======== Material to process ========

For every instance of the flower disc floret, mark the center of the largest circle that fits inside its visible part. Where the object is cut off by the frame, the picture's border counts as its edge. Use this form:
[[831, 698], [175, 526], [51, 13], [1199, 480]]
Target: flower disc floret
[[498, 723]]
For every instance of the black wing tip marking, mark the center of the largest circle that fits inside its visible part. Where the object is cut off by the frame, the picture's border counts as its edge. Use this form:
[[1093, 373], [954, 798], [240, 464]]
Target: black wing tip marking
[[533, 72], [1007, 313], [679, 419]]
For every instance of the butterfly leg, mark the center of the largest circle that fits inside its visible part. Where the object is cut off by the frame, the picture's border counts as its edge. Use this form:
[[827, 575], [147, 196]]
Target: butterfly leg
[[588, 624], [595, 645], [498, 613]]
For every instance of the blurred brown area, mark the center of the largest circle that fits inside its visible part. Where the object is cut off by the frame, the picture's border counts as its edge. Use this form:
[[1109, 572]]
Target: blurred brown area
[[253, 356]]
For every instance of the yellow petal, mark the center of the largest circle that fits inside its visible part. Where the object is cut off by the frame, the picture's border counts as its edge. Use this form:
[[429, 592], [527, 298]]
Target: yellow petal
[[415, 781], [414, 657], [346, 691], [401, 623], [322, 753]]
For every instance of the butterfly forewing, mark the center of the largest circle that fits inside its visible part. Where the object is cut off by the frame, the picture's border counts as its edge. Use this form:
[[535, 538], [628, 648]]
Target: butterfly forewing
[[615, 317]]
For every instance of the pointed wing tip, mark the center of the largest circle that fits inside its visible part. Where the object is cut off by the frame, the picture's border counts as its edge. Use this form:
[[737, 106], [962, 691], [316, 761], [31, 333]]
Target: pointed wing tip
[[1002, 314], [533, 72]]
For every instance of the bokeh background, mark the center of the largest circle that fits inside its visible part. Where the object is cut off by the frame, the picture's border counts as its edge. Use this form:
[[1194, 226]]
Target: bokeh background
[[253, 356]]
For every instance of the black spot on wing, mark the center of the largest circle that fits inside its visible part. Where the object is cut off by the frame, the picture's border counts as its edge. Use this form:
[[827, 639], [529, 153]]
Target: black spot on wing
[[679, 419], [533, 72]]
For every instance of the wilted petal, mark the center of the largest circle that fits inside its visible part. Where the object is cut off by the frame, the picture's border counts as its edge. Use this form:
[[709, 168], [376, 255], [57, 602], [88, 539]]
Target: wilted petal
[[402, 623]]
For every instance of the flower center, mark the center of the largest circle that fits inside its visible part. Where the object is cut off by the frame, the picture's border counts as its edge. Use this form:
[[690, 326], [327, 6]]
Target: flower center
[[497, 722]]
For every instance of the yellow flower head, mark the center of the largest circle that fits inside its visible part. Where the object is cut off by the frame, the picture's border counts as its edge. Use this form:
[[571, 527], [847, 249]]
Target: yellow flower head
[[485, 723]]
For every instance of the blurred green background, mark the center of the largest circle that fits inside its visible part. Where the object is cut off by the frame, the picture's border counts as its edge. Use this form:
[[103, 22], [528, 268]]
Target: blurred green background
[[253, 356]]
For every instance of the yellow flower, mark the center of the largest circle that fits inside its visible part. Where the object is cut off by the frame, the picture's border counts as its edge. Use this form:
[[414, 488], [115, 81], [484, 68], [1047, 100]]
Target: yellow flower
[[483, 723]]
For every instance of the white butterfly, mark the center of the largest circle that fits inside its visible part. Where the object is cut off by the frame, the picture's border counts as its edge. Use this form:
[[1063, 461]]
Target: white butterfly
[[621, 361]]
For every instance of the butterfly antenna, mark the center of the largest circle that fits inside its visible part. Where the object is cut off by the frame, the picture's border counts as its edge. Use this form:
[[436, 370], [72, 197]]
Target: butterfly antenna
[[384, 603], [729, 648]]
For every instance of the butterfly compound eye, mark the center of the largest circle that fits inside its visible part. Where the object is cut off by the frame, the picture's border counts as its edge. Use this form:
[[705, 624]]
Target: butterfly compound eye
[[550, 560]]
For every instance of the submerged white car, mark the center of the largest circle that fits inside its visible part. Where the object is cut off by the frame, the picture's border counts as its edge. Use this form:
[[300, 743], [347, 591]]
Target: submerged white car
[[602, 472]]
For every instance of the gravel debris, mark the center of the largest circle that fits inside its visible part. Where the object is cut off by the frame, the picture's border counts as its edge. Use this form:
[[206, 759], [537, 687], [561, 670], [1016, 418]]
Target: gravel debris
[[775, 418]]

========

# Task directions
Reproduce the records in full, exactly as written.

# Completed exercise
For every instance of the flower disc floret, mark the center of the largest circle that fits inside its visible part. Where the object is cut off by the frame, the picture's border counts as its edge. Use this form:
[[831, 698], [175, 526], [51, 13], [1199, 480]]
Target: flower disc floret
[[498, 723]]
For every instance of the black wing tip marking, mark the center of the largest circle that fits inside its visible part. Where the object is cut off by the frame, the picture's border counts as its edge. Use this form:
[[1093, 373], [954, 798], [240, 464]]
Target: black wing tip marking
[[533, 72], [1007, 313], [679, 419]]
For every instance of the butterfly leg, mark the center of the largest circle that fits inside its visible part. Where the object is cut off by the frame, the picture's border counts as its edge. Use this form:
[[827, 575], [147, 196]]
Target: butterfly leg
[[588, 624], [595, 645], [498, 613]]
For every instance of the blurred brown area, mark the center of the largest circle that fits inside its visible part. Where the object is cut off by the frame, the picture's border counts as its edge. Use this form:
[[1109, 572]]
Target: blurred brown area
[[253, 356]]
For every instance of the yellow petal, mark the center of the largest circle that fits inside its visible part. Where the object is cut off by the frame, the picture's border counts as its edge. Use this form:
[[429, 592], [527, 298]]
Target: yellow petal
[[415, 781], [414, 657], [346, 691], [401, 623], [322, 753]]
For every instance of the butterfly forewing, mark the center of the largest circle that fits inside its visible part. Where the object is cut off by the frame, the picture's border counts as its edge. Use this form:
[[535, 538], [628, 648]]
Target: butterfly forewing
[[615, 317]]
For every instance of the pointed wing tip, mark the center of the largest circle that fits inside its visible part. Where the object is cut off by the frame, the picture's border counts as its edge. Use this form:
[[737, 106], [962, 691], [316, 761], [31, 333]]
Target: pointed wing tip
[[1002, 314], [533, 72]]
For every instance of the bokeh background, mark the center of the largest circle that fits inside its visible part. Where the object is cut off by the frame, the picture's border counts as its edge. Use this form:
[[1194, 226]]
Target: bokeh background
[[253, 356]]
For every instance of the black spot on wing, mark the center of the largest circle that fits inside its visible part. Where the object is cut off by the frame, the picture's border counts as its edge. Use this form:
[[827, 639], [529, 153]]
Target: black spot on wing
[[679, 419], [533, 72]]
For every instance of the wilted petal, mark the center of the largest circle that fits inside its visible part. Where the object is cut off by the frame, the picture's border counts as its edge. Use this form:
[[709, 168], [376, 255], [57, 602], [88, 539]]
Target: wilted petal
[[402, 623]]
For every instance of the flower center, mark the center of the largest circle that fits inside its visible part. Where the object is cut off by the frame, the picture's border counts as its edge. Use this form:
[[690, 326], [327, 6]]
Target: flower center
[[497, 722]]
For every instance of the yellow flower head, mark the center of the largest circle that fits inside its visible part. Where the object is cut off by the frame, the picture's border counts as its edge. Use this form:
[[571, 527], [847, 249]]
Target: yellow flower head
[[485, 723]]
For every instance of the blurred green background, mark the center of the largest circle that fits inside its visible part. Where the object is cut off by the frame, the picture's border counts as its edge. Use this form:
[[103, 22], [528, 268]]
Target: blurred green background
[[253, 356]]
For every instance of the yellow flower, mark the center of the largest circle that fits inside its visible part. Where the object is cut off by the frame, the picture's border counts as its edge. Use this form:
[[414, 488], [115, 81], [484, 68], [1047, 100]]
Target: yellow flower
[[483, 723]]
For every instance of the white butterfly, mark the center of the largest circle that fits inside its visible part. Where the object is cut off by the frame, the picture's border counts as its edge. Use this form:
[[1063, 461]]
Target: white butterfly
[[621, 361]]
For every instance of the butterfly antenna, mark the center of the largest circle that fits inside its visible part. Where the object is cut off by the frame, the picture's border counts as its edge. Use this form:
[[436, 370], [72, 197]]
Target: butterfly antenna
[[384, 603], [729, 648]]
For every instance of the butterfly compound eye, mark the center of the largest circle that fits inside its visible part. Where the object is cut off by the frame, the picture's border counts as its edge. Use this form:
[[705, 624]]
Target: butterfly compound eye
[[550, 560]]
For every instance of the submerged white car, mark the center of the largest circle that fits inside its visible part. Where the object is cut off by the frame, the picture's border counts as its edge. Use this form:
[[300, 743], [347, 591]]
Target: submerged white car
[[602, 472]]
For every instance of the gravel debris, mark the center of the largest circle that fits inside its visible part. Where the object is cut off by the frame, the picture's border counts as its edge. Use this form:
[[206, 759], [537, 687], [561, 670], [1016, 418]]
Target: gravel debris
[[775, 418]]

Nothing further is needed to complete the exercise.